In the material below, find the line with "Exercise. Mark the fish" and the line with "Target: fish eye", then output those two lines and every line between them, exactly.
*** Record extracts ***
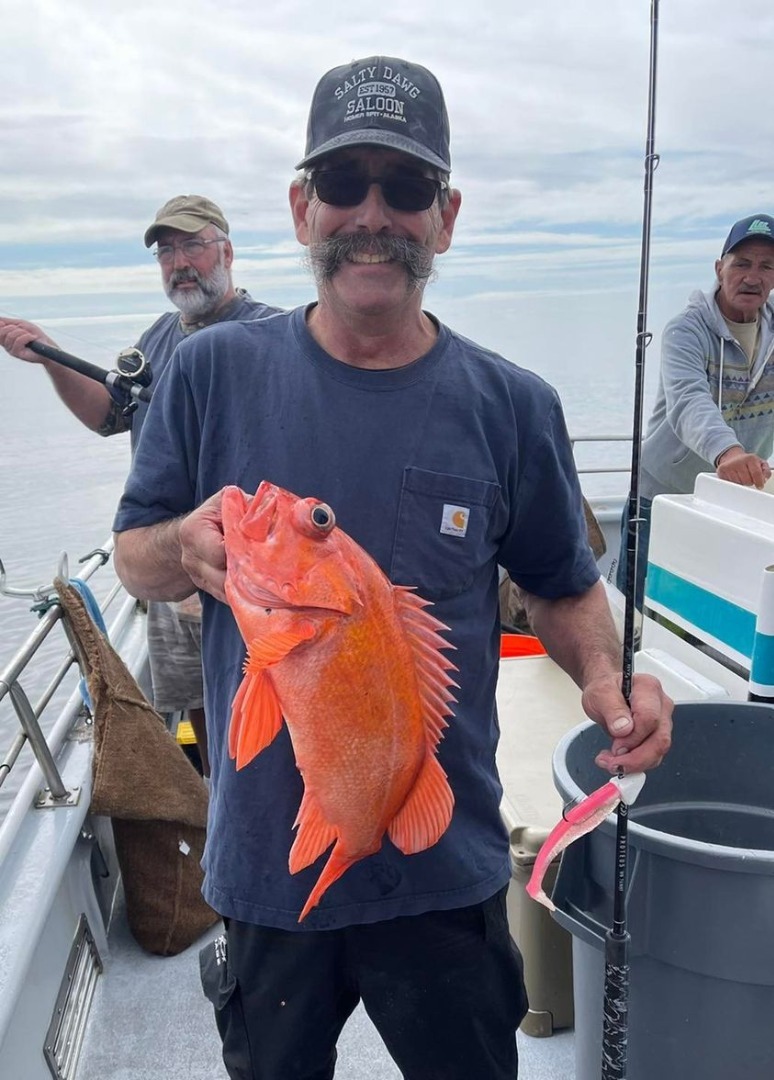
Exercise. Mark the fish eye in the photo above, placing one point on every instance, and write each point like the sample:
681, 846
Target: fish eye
***
*** Record extracts ***
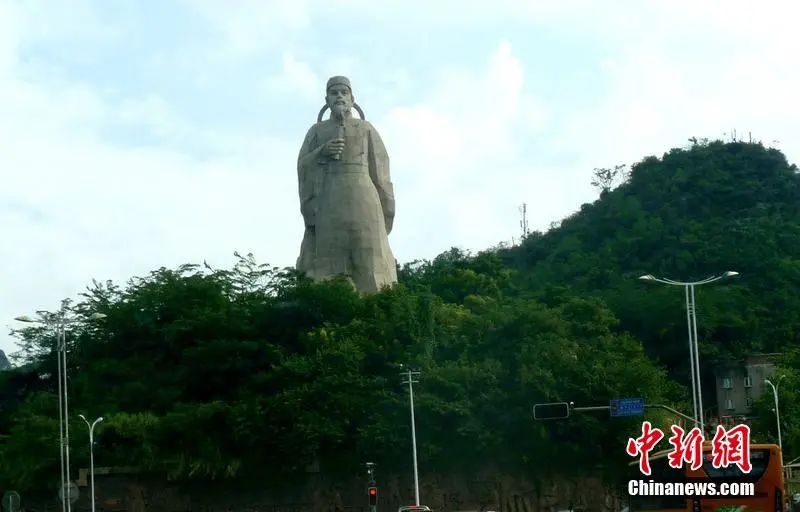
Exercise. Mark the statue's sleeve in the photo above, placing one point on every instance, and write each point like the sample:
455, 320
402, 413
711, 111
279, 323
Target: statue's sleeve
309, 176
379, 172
***
* _Written answer_
Exercise. Mark the fish eye in the photo above, placing one point on every instance, and write each point like the sample:
681, 846
Target: fish eye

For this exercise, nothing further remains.